* **WRITTEN TASK**
Pull out every line below that contains the word "carpet", copying each one in full. Match case exactly.

==================================================

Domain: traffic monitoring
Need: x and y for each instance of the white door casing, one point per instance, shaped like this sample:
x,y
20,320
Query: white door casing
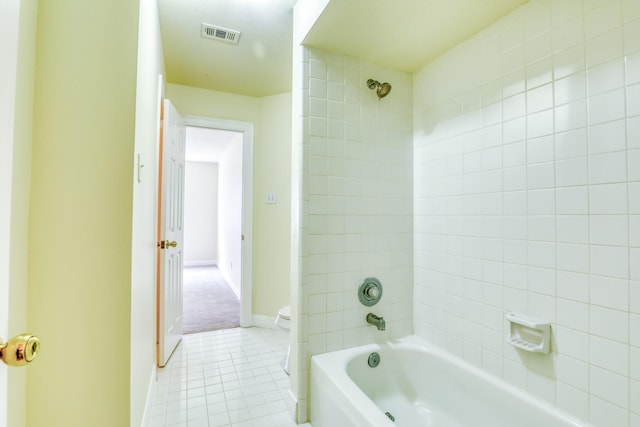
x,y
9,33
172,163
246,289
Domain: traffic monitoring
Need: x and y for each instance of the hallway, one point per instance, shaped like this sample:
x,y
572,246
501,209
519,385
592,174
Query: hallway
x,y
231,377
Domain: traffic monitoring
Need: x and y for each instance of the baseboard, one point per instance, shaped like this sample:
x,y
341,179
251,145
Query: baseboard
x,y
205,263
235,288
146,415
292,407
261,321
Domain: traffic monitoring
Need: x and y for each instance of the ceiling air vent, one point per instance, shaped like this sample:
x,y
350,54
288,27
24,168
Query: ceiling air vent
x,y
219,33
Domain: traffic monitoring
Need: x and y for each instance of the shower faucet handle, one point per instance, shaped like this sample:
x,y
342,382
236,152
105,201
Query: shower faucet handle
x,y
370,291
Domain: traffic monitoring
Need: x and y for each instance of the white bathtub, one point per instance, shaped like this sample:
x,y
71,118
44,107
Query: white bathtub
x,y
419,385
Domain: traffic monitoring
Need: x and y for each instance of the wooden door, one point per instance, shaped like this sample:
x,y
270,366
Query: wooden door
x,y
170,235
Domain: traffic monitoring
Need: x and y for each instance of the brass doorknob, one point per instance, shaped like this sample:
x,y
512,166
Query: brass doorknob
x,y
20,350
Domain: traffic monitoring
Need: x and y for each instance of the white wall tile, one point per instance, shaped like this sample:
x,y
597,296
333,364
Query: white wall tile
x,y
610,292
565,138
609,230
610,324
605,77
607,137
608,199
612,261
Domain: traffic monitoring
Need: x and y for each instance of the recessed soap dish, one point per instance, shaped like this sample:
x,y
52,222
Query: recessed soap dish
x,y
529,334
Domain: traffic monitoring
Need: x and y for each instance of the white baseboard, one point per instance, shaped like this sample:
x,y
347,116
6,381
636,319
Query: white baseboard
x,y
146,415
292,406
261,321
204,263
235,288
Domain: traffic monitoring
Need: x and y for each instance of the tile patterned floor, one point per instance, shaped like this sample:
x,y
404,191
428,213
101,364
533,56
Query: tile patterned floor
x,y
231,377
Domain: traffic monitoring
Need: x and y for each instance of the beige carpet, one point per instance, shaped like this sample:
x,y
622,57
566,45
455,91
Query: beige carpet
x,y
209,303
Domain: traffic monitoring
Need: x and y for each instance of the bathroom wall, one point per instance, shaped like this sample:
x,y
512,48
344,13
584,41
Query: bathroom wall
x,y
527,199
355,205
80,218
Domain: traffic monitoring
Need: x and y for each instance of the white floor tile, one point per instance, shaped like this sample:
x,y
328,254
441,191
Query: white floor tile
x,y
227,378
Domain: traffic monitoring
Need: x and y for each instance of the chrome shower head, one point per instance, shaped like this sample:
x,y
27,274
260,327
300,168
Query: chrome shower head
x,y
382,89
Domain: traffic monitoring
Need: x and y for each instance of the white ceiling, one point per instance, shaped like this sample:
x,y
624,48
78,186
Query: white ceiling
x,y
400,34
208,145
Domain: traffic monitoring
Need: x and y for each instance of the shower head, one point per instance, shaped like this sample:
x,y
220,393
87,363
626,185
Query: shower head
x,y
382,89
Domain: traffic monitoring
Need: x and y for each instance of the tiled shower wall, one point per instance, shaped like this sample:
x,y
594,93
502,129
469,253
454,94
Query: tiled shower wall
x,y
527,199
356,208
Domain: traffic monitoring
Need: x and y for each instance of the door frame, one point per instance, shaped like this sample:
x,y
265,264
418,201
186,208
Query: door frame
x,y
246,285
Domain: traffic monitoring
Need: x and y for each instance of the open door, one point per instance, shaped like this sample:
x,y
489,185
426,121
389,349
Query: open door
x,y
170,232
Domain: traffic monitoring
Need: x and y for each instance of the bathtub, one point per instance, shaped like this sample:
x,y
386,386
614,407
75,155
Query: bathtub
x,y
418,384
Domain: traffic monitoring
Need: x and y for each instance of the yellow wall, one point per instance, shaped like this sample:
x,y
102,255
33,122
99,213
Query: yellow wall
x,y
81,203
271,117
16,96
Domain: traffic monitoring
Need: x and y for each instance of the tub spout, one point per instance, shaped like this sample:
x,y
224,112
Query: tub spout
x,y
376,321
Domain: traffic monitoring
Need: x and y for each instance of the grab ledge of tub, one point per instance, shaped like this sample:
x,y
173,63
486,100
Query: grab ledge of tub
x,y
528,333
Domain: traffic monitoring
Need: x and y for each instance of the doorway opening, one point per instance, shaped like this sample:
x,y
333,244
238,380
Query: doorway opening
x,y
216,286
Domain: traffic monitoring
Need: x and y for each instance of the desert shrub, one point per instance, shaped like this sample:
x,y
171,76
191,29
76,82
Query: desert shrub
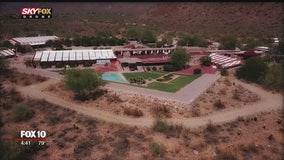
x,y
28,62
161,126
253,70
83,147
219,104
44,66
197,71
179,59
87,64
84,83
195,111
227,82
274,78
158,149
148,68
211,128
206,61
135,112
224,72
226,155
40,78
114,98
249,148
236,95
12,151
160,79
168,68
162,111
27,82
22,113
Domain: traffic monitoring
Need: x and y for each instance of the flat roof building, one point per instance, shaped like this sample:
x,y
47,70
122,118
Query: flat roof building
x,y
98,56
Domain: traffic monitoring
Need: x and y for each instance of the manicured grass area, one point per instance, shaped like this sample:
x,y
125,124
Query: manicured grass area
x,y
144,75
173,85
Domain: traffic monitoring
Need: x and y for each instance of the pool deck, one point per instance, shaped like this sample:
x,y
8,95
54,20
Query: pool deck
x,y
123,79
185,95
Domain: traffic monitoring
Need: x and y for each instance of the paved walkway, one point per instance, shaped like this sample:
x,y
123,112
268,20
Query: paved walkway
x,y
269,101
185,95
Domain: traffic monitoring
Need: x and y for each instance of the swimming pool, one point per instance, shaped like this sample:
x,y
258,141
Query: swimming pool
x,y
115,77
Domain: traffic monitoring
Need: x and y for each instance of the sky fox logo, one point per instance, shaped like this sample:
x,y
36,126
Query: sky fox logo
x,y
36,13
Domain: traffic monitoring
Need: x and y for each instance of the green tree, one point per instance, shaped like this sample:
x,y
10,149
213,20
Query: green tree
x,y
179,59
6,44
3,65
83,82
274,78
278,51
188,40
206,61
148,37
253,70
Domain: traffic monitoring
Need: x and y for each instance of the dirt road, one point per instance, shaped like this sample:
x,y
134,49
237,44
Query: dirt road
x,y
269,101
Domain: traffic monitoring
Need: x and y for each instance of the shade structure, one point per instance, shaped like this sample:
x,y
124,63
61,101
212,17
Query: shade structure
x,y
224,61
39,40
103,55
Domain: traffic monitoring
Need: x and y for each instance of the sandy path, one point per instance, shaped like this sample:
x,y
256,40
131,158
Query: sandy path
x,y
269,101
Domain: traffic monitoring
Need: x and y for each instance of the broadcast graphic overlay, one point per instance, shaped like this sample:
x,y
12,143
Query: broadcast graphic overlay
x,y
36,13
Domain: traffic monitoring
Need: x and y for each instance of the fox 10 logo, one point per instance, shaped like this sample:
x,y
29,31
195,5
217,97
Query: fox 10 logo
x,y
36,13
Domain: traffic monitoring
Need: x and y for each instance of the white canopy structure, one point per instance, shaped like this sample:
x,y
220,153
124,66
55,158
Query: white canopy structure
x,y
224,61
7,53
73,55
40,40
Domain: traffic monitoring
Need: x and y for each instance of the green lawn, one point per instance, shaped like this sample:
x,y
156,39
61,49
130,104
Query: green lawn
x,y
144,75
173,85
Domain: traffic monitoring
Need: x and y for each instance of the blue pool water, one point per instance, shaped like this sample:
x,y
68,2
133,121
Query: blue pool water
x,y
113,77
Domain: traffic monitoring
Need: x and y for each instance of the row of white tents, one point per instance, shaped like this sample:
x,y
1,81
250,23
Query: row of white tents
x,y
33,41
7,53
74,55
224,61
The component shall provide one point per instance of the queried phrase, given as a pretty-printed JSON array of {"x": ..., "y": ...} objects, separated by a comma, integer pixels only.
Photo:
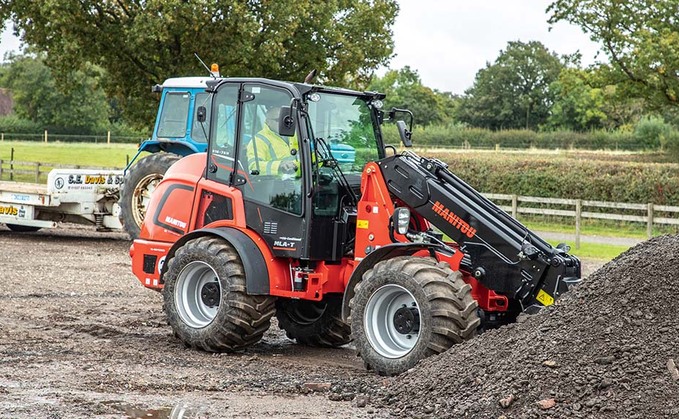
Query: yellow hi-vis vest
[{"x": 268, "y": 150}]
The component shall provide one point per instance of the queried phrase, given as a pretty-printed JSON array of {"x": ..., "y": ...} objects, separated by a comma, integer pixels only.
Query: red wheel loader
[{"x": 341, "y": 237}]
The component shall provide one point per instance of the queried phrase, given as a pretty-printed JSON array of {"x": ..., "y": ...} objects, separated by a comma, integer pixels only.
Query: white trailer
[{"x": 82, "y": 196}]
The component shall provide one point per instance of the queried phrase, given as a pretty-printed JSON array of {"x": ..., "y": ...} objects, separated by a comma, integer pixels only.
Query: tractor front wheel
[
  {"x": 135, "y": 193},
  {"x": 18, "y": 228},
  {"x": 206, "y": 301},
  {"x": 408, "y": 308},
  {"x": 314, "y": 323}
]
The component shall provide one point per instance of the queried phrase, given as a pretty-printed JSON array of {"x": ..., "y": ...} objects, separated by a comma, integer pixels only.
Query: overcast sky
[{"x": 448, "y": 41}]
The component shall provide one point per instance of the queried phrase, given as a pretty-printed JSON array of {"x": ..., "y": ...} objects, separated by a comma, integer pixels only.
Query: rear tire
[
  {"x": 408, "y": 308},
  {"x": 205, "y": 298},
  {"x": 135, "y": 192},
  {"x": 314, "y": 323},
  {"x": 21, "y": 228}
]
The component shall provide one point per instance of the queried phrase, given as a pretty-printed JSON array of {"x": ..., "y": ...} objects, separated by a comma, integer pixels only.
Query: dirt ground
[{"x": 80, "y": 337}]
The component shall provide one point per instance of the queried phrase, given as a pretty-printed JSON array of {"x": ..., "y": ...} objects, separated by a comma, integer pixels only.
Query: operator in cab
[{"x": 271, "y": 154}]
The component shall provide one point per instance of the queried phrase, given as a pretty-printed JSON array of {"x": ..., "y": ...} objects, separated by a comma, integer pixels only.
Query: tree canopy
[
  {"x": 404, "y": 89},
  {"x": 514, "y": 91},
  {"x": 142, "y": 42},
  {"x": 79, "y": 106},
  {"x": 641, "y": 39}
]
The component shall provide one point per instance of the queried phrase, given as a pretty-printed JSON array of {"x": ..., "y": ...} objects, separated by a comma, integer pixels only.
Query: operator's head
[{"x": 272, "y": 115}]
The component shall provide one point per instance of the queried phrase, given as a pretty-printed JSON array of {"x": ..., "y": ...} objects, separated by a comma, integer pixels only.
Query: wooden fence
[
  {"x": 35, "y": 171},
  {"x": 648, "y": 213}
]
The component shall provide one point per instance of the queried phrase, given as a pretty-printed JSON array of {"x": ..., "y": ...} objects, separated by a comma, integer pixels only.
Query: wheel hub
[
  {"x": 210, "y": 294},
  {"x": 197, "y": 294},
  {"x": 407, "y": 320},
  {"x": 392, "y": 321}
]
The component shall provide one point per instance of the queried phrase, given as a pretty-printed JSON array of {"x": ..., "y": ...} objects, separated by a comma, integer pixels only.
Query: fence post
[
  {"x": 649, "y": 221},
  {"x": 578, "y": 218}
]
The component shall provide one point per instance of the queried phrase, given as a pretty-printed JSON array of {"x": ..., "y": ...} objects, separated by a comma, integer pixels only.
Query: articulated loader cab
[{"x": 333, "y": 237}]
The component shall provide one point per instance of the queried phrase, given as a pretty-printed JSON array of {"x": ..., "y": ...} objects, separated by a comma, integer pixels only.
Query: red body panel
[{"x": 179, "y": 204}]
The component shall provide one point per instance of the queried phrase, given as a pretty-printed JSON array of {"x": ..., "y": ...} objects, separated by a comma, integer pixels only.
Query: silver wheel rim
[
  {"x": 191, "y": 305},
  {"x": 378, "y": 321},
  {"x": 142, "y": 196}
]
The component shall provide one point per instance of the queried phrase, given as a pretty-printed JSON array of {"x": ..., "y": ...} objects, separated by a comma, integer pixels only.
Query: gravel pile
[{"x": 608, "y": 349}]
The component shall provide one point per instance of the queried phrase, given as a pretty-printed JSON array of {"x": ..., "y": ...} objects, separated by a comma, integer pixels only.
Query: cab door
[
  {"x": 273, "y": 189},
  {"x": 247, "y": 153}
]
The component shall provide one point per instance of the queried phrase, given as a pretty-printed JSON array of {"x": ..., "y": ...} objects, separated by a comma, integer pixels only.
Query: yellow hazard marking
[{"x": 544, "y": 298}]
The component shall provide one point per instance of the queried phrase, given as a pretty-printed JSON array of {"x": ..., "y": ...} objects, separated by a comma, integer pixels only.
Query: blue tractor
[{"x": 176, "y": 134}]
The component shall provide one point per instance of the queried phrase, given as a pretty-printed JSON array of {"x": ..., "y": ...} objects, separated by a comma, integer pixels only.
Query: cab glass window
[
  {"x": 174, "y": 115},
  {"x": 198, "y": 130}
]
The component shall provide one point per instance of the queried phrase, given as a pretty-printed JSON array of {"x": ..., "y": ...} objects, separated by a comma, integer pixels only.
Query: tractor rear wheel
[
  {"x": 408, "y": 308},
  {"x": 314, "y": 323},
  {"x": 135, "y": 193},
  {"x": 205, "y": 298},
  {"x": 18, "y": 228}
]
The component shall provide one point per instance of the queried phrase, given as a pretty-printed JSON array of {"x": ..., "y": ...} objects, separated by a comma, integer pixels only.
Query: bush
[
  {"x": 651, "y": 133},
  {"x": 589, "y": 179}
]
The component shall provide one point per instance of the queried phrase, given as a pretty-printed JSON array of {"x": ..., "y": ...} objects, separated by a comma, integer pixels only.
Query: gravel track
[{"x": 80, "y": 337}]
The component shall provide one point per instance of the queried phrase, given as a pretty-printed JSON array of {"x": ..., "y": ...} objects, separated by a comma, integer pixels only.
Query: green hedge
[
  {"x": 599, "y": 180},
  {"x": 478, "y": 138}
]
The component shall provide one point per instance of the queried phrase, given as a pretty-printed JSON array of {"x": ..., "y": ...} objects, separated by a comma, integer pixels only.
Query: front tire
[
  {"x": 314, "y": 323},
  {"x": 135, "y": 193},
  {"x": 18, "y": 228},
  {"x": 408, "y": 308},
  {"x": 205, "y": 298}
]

==================================================

* **ANSWER TO THIS EXERCISE**
Need: x and y for each instance of the beige carpet, one point per instance, shaped like this sample:
Query: beige carpet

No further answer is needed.